EXCERPT TO READ:
§
A cloud-friendly tool schema for a calendar agent might define 15 tools with rich descriptions. On-device, you need to be surgical.

// Bad: verbose schema that eats your token budget
val cloudSchema = Tool(
    name = "create_calendar_event",
    description = "Creates a new calendar event with the specified title, " +
        "date, time, duration, location, attendees, recurrence pattern, " +
        "reminder settings, and optional notes...",
    parameters = /* 12 parameters with long descriptions */
)

// Good: minimal schema optimized for on-device budget
val nanoSchema = Tool(
    name = "cal_create",
    description = "Create event",
    parameters = listOf(
        Param("title", "string", required = true),
        Param("iso_time", "string", required = true),
        Param("dur_min", "int", required = true)
    )
)

The numbers tell the story. A trimmed schema set of 5 tools consumes roughly 800-1,200 tokens, leaving headroom for meaningful conversation context. A verbose 15-tool schema can eat 4,000+ tokens before a single user message.

On-device vs. cloud: architecture tradeoffs

Dimension	Gemini Nano (on-device)	Gemini Flash (cloud)
§
DATA PROVIDED:
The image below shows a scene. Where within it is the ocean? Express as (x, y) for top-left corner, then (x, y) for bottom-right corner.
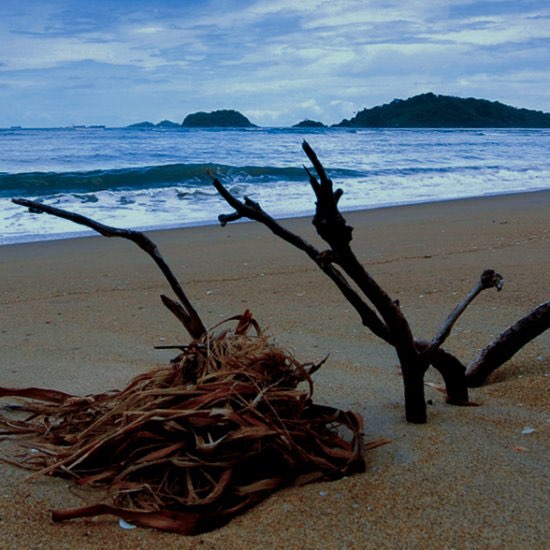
(0, 127), (550, 245)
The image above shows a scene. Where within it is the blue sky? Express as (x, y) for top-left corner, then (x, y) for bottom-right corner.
(0, 0), (550, 127)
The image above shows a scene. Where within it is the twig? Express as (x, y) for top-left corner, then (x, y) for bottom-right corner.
(422, 269), (504, 358)
(12, 199), (206, 339)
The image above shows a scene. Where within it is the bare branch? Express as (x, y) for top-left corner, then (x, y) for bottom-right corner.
(12, 199), (206, 339)
(466, 301), (550, 387)
(422, 269), (504, 358)
(212, 178), (392, 343)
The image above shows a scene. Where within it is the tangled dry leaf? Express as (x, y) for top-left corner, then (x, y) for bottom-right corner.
(0, 312), (386, 534)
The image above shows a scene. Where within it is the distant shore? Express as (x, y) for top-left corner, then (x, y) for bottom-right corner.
(0, 191), (550, 550)
(4, 190), (550, 247)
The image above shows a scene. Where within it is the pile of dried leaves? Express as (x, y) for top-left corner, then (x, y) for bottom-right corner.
(0, 312), (382, 534)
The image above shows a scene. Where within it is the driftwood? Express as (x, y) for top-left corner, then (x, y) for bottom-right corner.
(213, 141), (550, 423)
(0, 199), (387, 535)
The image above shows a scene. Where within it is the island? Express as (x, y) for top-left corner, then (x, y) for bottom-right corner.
(126, 121), (155, 130)
(292, 118), (326, 128)
(334, 92), (550, 128)
(181, 109), (257, 128)
(155, 120), (181, 128)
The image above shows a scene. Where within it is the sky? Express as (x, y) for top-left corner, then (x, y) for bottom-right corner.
(0, 0), (550, 127)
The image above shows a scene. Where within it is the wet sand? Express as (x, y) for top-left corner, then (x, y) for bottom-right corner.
(0, 192), (550, 549)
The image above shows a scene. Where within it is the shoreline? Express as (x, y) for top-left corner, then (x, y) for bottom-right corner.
(4, 189), (550, 247)
(0, 191), (550, 550)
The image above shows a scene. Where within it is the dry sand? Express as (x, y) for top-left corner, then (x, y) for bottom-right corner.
(0, 192), (550, 549)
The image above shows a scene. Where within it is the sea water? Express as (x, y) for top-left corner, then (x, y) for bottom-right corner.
(0, 127), (550, 244)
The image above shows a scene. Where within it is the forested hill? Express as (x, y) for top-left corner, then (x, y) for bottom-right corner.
(335, 93), (550, 128)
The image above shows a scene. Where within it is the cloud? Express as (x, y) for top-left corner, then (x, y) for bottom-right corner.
(0, 0), (550, 124)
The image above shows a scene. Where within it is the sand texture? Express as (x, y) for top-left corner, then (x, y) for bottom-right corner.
(0, 192), (550, 550)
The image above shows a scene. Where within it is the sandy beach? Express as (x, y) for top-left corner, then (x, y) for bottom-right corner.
(0, 192), (550, 550)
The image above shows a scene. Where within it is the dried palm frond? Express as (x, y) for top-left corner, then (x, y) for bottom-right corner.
(0, 312), (384, 534)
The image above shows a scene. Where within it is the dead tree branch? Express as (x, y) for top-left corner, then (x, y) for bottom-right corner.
(12, 199), (206, 339)
(213, 141), (550, 423)
(466, 301), (550, 387)
(424, 269), (504, 357)
(212, 177), (392, 344)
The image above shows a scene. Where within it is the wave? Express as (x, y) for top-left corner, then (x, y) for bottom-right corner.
(0, 163), (370, 198)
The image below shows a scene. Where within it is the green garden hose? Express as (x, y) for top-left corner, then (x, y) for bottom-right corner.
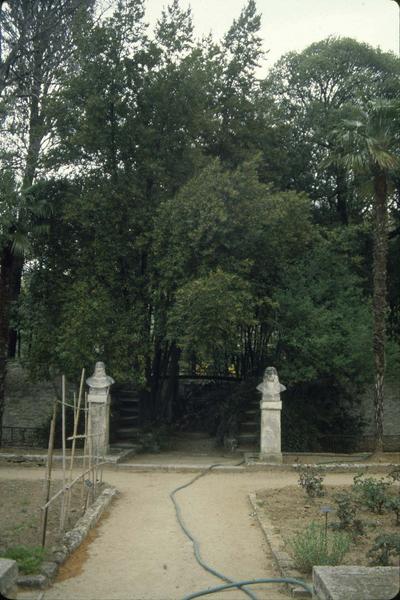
(183, 577), (313, 600)
(169, 461), (312, 600)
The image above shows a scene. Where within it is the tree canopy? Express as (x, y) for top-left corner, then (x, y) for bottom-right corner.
(0, 0), (400, 450)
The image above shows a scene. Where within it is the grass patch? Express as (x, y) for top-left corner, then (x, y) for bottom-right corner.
(289, 521), (350, 573)
(3, 546), (45, 575)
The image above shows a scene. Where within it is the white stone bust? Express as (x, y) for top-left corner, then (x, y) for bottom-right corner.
(257, 367), (286, 401)
(86, 362), (114, 394)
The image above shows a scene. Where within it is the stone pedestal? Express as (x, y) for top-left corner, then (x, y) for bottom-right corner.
(86, 362), (114, 462)
(88, 392), (110, 459)
(260, 394), (282, 463)
(257, 367), (286, 463)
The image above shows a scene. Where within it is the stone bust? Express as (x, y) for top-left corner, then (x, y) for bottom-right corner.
(257, 367), (286, 400)
(86, 362), (114, 393)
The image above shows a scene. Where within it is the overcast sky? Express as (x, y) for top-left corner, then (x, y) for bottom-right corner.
(145, 0), (399, 72)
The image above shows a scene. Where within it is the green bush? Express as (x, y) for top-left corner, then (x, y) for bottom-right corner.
(299, 467), (325, 498)
(3, 546), (45, 575)
(289, 522), (350, 573)
(353, 473), (391, 515)
(385, 496), (400, 525)
(388, 466), (400, 481)
(367, 533), (400, 567)
(333, 492), (364, 535)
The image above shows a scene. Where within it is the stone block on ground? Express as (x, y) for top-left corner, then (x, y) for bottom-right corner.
(0, 558), (18, 598)
(313, 566), (400, 600)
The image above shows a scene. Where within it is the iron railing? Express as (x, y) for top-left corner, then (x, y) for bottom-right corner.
(1, 426), (46, 448)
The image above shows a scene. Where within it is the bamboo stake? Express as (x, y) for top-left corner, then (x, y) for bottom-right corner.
(60, 375), (66, 531)
(85, 392), (93, 511)
(42, 402), (57, 548)
(66, 369), (85, 523)
(40, 463), (106, 510)
(81, 392), (88, 505)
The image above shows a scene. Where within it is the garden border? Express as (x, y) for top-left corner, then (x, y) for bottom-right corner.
(249, 492), (312, 598)
(16, 486), (119, 589)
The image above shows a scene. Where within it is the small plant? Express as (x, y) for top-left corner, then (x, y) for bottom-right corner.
(289, 521), (350, 573)
(353, 473), (391, 515)
(388, 467), (400, 481)
(334, 492), (364, 535)
(3, 546), (45, 575)
(299, 467), (325, 498)
(385, 496), (400, 525)
(367, 533), (400, 567)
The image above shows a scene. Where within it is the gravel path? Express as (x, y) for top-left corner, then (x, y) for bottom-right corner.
(0, 468), (352, 600)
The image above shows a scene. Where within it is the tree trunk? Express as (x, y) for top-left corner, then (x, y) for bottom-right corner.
(0, 243), (13, 446)
(373, 171), (388, 452)
(336, 169), (349, 225)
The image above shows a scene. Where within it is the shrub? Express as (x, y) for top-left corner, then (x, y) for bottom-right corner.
(289, 522), (350, 573)
(333, 492), (364, 535)
(385, 496), (400, 525)
(299, 467), (325, 498)
(3, 546), (45, 575)
(388, 467), (400, 481)
(353, 473), (390, 514)
(367, 533), (400, 567)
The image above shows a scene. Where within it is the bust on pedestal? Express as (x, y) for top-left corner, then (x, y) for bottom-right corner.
(86, 362), (114, 460)
(257, 367), (286, 463)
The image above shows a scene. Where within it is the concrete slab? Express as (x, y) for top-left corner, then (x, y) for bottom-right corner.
(313, 566), (400, 600)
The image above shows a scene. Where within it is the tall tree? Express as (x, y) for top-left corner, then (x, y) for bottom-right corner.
(0, 0), (94, 436)
(334, 100), (400, 452)
(260, 38), (400, 224)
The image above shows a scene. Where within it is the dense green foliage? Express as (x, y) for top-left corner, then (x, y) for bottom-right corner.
(0, 0), (400, 445)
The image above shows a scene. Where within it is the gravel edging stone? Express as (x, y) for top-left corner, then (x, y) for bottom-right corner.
(17, 487), (119, 589)
(249, 493), (312, 598)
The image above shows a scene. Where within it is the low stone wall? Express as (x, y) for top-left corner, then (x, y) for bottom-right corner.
(3, 361), (56, 428)
(17, 487), (119, 589)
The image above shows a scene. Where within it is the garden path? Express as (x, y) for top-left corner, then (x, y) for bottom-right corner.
(0, 467), (351, 600)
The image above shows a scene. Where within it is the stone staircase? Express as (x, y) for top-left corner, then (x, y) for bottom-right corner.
(111, 384), (141, 448)
(238, 400), (260, 450)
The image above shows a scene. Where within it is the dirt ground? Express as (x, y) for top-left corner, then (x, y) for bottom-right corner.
(0, 467), (378, 600)
(0, 478), (104, 553)
(256, 482), (399, 566)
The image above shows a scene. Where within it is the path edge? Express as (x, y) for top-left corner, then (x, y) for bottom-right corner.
(248, 492), (312, 598)
(16, 486), (120, 589)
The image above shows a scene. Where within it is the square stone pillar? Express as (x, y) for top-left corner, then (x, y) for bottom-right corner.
(257, 367), (286, 463)
(88, 390), (110, 460)
(260, 400), (282, 463)
(86, 362), (114, 462)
§
INSTRUCTIONS:
a - In the excerpt on tool schemas, do statements (i), (ii) and (iii) agree with the text? (i) The minimal schema names its tool "cal_create". (ii) A trimmed set of 5 tools uses about 4,000 tokens. (iii) The cloud schema has 12 parameters. Answer yes or no for each and quote the text's deciding words.
b - List every parameter that the minimal schema in the excerpt on tool schemas defines, with its type.
c - Update the stretch from "The numbers tell" through "single user message." in the excerpt on tool schemas, replacing "conversation context" with "chat history".

OUTPUTS IN ORDER:
a -
(i) Yes: "name = "cal_create""
(ii) No: "A trimmed schema set of 5 tools consumes roughly 800-1,200 tokens"
(iii) Yes: "12 parameters with long descriptions"

b - title (string), iso_time (string), dur_min (int)

c -
The numbers tell the story. A trimmed schema set of 5 tools consumes roughly 800-1,200 tokens, leaving headroom for meaningful chat history. A verbose 15-tool schema can eat 4,000+ tokens before a single user message.